#### [WHAT YOU HAVE TO DO]
Rewrite the listing below from its start up to and including the line with "74], [155, 76]]]", keeping the requests and shifting every coordinate in the answers by adding 40 to it. Leave the pictures out.

* START *

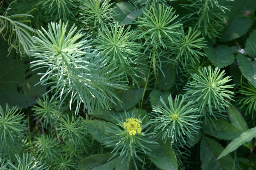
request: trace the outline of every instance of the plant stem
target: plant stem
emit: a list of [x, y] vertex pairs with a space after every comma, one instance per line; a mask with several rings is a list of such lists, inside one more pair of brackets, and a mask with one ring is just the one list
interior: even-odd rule
[[[156, 63], [156, 61], [154, 61], [154, 60], [155, 60], [155, 56], [156, 55], [156, 48], [155, 46], [154, 46], [154, 50], [153, 51], [153, 54], [152, 55], [152, 57], [151, 57], [151, 61], [150, 62], [150, 65], [149, 65], [149, 68], [148, 69], [148, 76], [147, 76], [147, 80], [146, 80], [146, 83], [145, 84], [145, 86], [144, 87], [144, 89], [143, 90], [143, 93], [142, 94], [142, 98], [141, 98], [141, 103], [140, 103], [140, 108], [141, 108], [142, 107], [142, 103], [143, 103], [143, 99], [144, 98], [144, 96], [145, 95], [145, 92], [146, 91], [146, 89], [147, 89], [147, 86], [148, 86], [148, 79], [149, 78], [149, 75], [150, 74], [150, 70], [151, 69], [151, 66], [152, 65], [152, 63], [155, 63], [155, 64]], [[153, 64], [154, 65], [154, 64]], [[153, 67], [153, 69], [154, 70], [154, 74], [155, 73], [155, 68]], [[156, 76], [156, 73], [155, 74], [155, 76]]]
[[250, 154], [250, 160], [249, 164], [250, 166], [251, 166], [252, 164], [252, 152], [253, 152], [254, 146], [255, 145], [255, 144], [256, 144], [256, 137], [255, 137], [255, 139], [254, 139], [253, 143], [252, 144], [252, 146], [251, 149], [250, 149], [250, 152], [251, 152], [251, 154]]

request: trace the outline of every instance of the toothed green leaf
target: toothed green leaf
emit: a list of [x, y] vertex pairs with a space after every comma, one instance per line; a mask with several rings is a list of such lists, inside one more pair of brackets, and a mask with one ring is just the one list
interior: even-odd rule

* END *

#### [THE RESPONSE]
request: trace the outline of every instance of the plant stem
target: plant stem
emit: a list of [x, y] vertex pairs with a space after every comma, one instance per line; a mask with several rings is a list of such lists, inside one more pair of brackets, and a mask with one ring is just the one list
interior: even-odd rule
[[[196, 103], [196, 101], [194, 101], [194, 100], [195, 100], [195, 96], [196, 95], [196, 88], [195, 86], [194, 86], [194, 90], [193, 91], [193, 94], [192, 95], [192, 97], [191, 97], [191, 101], [190, 102], [190, 105], [189, 105], [189, 108], [188, 109], [188, 116], [187, 116], [187, 120], [186, 120], [186, 123], [185, 124], [185, 126], [184, 127], [184, 129], [183, 130], [183, 133], [182, 134], [182, 138], [181, 138], [181, 143], [180, 143], [180, 148], [181, 148], [182, 147], [182, 143], [183, 143], [183, 139], [184, 138], [184, 136], [185, 135], [185, 132], [186, 131], [186, 129], [187, 129], [187, 126], [188, 126], [188, 119], [189, 118], [189, 115], [190, 114], [190, 110], [191, 109], [191, 106], [192, 105], [192, 103], [195, 103], [195, 104]], [[193, 104], [194, 105], [194, 104]], [[193, 107], [193, 109], [194, 110], [194, 114], [195, 113], [195, 108]], [[196, 116], [196, 113], [195, 114], [195, 116]]]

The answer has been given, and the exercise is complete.